━━━ Trecho ━━━
A Blizzard Entertainment, ainda, tem uma seção de seu site oficial destinada apenas para a submissão de Fanarts usadas em concursos e eventos. A empresa facilita o uso de suas propriedades intelectuais, permitindo que os fãs criem fanarts, desde que sigam os termos de uso estabelecidos e concordem com o uso das artes em campanhas de divulgação e o site oficial, com crédito para o artista.


Para além da divulgação da obra original, a prática contempla diversos pontos motivadores, como o treino através da produção de fanarts e a admiração pelo traço do criador original. Tais elementos não fazem com que a FanArt divirja de outras artes, e sim o oposto: historicamente, é observado a cópia de uma pintura como fim didático, como defende Amir Brito Cadôr em seu artigo “Apropriação e plágio em livros de artista”, afirmando ainda que, na era do Renascimento, era “muito comum a prática de copiar para si mesmo como uma forma de aprendizado, tendo a imagem de um grande artista como modelo”.


Para os artistas que iniciam sua jornada no mundo digital, a fanart pode representar um primeiro passo importante, servindo como uma forma de aprendizado e como um exercício de criatividade. Recriar personagens ou cenários conhecidos é uma maneira prática de desenvolver habilidades técnicas, como o domínio de proporções, luz, sombra e anatomia. Nesse processo, muitos desenvolvem um estilo próprio, que posteriormente os ajuda a criar obras originais.


Também, é comum serem criadas artes de fãs através de uma vontade genuína de expandir a história de um personagem, ou elemento da obra que aprecia, para além do cânone oficializado pelo criador. Desta maneira, a FanArt se categoriza por uma característica de ampliação do produto original, que afirma um caráter original e único em si.
━━━
### Instruções da tarefa
Reproduza, sem mudar nada, a parte do texto sobre fanart que vai de "Para os artistas" até "único em si.". As entradas não têm nenhuma ligação com o texto sobre fanart.
━━━ Entradas extraídas ━━━
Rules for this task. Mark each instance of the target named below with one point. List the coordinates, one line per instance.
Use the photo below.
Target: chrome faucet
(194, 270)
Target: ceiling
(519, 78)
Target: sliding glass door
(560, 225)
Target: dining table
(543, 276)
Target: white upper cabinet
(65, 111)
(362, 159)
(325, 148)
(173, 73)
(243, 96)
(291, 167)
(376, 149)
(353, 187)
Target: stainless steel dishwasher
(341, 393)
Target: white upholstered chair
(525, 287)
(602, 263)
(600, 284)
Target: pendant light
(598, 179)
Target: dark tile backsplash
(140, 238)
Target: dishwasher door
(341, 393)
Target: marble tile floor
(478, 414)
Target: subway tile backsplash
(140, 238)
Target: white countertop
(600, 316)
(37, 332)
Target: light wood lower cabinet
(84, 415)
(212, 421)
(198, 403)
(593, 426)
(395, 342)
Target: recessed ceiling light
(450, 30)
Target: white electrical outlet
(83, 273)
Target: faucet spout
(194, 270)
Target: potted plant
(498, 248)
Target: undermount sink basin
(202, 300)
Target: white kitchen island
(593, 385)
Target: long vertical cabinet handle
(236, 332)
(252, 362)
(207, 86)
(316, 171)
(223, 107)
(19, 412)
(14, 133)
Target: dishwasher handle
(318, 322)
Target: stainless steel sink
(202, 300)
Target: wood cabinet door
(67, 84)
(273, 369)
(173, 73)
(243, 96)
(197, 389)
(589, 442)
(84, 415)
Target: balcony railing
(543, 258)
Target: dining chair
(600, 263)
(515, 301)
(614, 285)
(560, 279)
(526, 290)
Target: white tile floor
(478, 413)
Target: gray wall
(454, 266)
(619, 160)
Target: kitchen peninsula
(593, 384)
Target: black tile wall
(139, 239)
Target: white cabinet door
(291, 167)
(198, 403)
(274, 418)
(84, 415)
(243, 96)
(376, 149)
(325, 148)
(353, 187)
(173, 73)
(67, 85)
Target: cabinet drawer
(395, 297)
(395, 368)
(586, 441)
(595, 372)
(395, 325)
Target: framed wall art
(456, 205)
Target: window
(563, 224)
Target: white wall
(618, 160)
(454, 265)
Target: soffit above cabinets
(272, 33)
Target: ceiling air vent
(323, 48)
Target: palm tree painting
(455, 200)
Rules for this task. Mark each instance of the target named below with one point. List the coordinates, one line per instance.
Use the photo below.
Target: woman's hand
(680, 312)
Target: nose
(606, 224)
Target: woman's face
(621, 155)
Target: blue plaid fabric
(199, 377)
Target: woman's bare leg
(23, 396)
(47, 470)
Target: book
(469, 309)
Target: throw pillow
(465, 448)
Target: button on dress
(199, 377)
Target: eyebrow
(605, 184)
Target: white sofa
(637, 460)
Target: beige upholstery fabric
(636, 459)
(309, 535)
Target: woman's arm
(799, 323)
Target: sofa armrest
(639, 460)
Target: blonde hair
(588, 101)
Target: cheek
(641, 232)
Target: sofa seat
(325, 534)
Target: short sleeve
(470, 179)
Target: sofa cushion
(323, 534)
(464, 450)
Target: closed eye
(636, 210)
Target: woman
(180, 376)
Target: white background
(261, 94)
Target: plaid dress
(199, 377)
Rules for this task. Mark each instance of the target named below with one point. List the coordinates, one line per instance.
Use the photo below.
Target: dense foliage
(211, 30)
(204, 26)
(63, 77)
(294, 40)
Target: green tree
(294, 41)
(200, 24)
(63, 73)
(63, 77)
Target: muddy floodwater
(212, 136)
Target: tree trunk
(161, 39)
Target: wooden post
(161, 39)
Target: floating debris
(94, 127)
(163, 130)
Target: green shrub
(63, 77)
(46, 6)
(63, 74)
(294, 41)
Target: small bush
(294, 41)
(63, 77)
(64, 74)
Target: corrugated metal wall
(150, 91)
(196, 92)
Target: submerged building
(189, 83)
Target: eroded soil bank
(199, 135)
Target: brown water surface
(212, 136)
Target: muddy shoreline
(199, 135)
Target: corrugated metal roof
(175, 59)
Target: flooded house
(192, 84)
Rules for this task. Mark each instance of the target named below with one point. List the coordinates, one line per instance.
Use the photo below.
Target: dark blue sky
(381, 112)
━━━
### Resposta escrita
Para os artistas que iniciam sua jornada no mundo digital, a fanart pode representar um primeiro passo importante, servindo como uma forma de aprendizado e como um exercício de criatividade. Recriar personagens ou cenários conhecidos é uma maneira prática de desenvolver habilidades técnicas, como o domínio de proporções, luz, sombra e anatomia. Nesse processo, muitos desenvolvem um estilo próprio, que posteriormente os ajuda a criar obras originais.


Também, é comum serem criadas artes de fãs através de uma vontade genuína de expandir a história de um personagem, ou elemento da obra que aprecia, para além do cânone oficializado pelo criador. Desta maneira, a FanArt se categoriza por uma característica de ampliação do produto original, que afirma um caráter original e único em si.